(TASK DIRECTIONS): Revise the passage on JTC1 contradiction procedures by giving the stretch from "So what is the" through "Secretariat, if required." again, with "three month period" changed to "ninety day period".

(SOURCE PASSAGE):
First up is the alleged mishandling of the contradiction period last year. The Secretaries General dismiss this complaint, saying that it was a matter of judgment:
The Directives give the JTC 1 Secretariat and ITTF latitude to use judgement as to whether a meeting should be organized to address alleged contradictions. Considering that other issues could potentially be identified during the DIS ballot, the JTC 1 secretariat and ITTF concluded that it was preferable to initiate the ballot and to allow all issues to be addressed by the BRM. The NBs were fully informed of all the claimed contradictions and Ecma’s responses to them.
This argument doesn’t hold water. Although the JTC1 Secretariat and ITTF are allowed judgment, this is not an absolute license which cannot be questioned. The Secretariat and ITTF also have defined duties, and their actions or inactions with respect to these duties can be questioned and are subject to appeal. Specifically, an NB may appeal the issue of an inaction of JTC1, according to JTC1 Directives, 11.3. So for the Secretaries General to suggest that this inaction cannot be appealed because it is a matter of judgment is nonsense. Judgment and duty are the proper matters for an appeal.
So what is the duty in this case? As stated in JTC1 Directives, 13.4:
If a contradiction is alleged, the JTC 1 Secretariat and ITTF shall make a best effort to resolve the matter in no more than a three month period, consulting with the proposer of the fast-track document, the NB(s) raising the claim of contradiction and others, as they deem necessary. A meeting of these parties, open to all NBs, may be convened by the JTC 1 Secretariat, if required.
If the resolution requires a change to the document submitted for fast-track processing, the initial document submitted will be considered withdrawn. The proposer may submit a revised document, to be processed as a new proposal.
If the resolution results in no change to the document or if a resolution cannot be reached, the five month fast-track ballot commences immediately after such a determination is made.
The Directives call for the JTC1 Secretariat to make a best effort to resolve the matter (JTC1 Directives, 13.4). The JTC1 Secretariat is not given latitude to do nothing, or allowed discretion to immediately defer this question to the ballot period, without making a best effort to resolve the matter.
When a new 6,000 page DIS is submitted to JTC1 only one month after the publication of another standard (ODF) in the exact same space (XML document formats for office applications) and 19 NB’s submit contradiction statements, and the JTC1 Secretariat’s “best effort” is to hold no consultations with the NB’s claiming contradictions, to hold no meeting, to make no attempt to resolve the question, then I believe that any NB would has a legitimate grounds for appeal on the inaction of JTC1 with regards to contradictions. There is no evidence that a “best effort” was made here to resolve the contradictions. Doing nothing is clearly incompatible with the required “best effort”.
It should be noted that JTC1 has had challenges in the past getting ITTF to carry out their responsibilities with respect to contradictions, which lead to this resolution adopted unamimously at the 2000 JTC1 Plenary:
Resolution 27 – Consistency of JTC 1 Products
JTC 1 stresses the strong need for consistency of its products (ISs and TRs) irrespective of the route through which they were developed. Any inconsistency will confuse users of JTC 1 standards and, hence, jeopardize JTC 1’s reputation. Therefore, referring to clauses 13.2 (Fast Track) and 18.4.3.2 (PAS) of its Directives, JTC 1 reminds ITTF of its obligation to ascertain that a proposed DIS contains no evident contradiction with other ISO/IEC standards. JTC 1 offers any help to ITTF in such undertaking. However, should an inconsistency be detected at any point in the ratification process, JTC 1 together with ITTF will take immediate action to cure the problem.

(DATA PROVIDED):
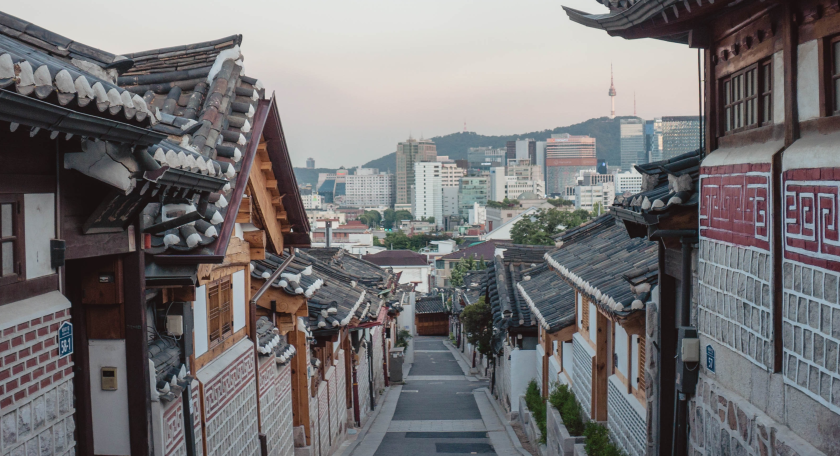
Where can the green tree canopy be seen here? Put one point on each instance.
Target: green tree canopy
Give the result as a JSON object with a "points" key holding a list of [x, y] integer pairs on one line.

(RESULT OF THIS TASK):
So what is the duty in this case? As stated in JTC1 Directives, 13.4:
If a contradiction is alleged, the JTC 1 Secretariat and ITTF shall make a best effort to resolve the matter in no more than a ninety day period, consulting with the proposer of the fast-track document, the NB(s) raising the claim of contradiction and others, as they deem necessary. A meeting of these parties, open to all NBs, may be convened by the JTC 1 Secretariat, if required.